_ENTRIES SHOWN_.
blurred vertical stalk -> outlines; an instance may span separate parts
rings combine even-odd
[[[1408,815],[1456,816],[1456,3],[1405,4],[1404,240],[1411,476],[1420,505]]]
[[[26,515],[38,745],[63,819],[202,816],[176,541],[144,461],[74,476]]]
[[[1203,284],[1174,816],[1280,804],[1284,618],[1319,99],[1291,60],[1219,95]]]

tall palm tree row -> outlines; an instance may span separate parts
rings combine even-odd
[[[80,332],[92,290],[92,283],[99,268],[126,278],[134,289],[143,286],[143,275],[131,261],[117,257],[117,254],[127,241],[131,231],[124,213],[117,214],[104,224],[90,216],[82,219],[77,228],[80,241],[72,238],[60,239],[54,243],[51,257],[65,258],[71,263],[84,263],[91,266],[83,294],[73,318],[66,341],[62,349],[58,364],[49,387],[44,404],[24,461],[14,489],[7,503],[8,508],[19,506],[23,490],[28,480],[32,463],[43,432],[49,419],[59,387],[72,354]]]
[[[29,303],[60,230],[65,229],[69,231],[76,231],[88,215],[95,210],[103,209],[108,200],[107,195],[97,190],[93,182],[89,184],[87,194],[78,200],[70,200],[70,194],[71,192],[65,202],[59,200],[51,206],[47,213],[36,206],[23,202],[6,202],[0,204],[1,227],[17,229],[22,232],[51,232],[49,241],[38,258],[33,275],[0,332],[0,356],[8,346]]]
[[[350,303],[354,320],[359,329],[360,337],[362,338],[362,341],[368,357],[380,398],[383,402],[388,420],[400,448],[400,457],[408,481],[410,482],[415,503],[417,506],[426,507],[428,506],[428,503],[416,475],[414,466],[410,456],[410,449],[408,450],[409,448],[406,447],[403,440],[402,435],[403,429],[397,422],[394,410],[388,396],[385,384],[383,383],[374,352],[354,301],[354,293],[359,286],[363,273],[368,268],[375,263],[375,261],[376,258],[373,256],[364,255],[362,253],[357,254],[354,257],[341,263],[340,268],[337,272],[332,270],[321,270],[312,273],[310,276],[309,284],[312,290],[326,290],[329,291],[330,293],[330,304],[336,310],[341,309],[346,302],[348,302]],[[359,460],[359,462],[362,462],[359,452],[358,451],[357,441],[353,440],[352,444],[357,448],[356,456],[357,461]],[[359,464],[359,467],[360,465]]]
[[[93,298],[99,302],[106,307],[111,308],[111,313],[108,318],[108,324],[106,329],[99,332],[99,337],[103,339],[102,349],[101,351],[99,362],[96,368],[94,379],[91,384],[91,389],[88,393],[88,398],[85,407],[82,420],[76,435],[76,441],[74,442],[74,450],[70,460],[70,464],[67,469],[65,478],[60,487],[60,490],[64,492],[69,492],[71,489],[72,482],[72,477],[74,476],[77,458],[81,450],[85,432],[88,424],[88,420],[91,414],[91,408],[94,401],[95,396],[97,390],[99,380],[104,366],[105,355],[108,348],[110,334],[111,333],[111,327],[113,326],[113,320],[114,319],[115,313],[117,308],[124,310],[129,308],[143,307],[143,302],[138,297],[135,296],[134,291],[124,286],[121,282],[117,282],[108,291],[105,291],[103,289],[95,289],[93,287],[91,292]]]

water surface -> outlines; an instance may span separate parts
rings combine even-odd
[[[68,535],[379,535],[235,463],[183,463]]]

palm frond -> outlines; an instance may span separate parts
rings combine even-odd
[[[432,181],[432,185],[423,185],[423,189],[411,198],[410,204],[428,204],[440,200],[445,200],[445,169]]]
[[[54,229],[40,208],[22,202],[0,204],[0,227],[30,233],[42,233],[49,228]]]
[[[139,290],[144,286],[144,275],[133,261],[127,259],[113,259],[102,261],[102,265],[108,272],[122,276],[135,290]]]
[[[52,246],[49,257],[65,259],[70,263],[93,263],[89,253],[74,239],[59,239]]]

_THE REQUEST_. Reproduce the records verbatim, beginning at the line that contains "water surface ->" and stopping after the last line of the records.

_WRITTEN RESPONSE_.
water surface -> outlines; an instance may span separate parts
rings combine even-odd
[[[68,535],[379,535],[235,463],[183,463]]]

palm frond -> outlines; an instance may span separate parts
rings combine even-odd
[[[432,181],[432,185],[423,185],[423,189],[411,198],[410,204],[428,204],[440,200],[445,200],[445,169]]]
[[[54,229],[40,208],[22,202],[0,204],[0,227],[30,233],[42,233],[49,228]]]
[[[139,290],[144,286],[144,275],[133,261],[127,259],[113,259],[102,261],[102,265],[108,272],[122,276],[135,290]]]
[[[52,246],[49,257],[65,259],[70,263],[93,263],[89,253],[74,239],[59,239]]]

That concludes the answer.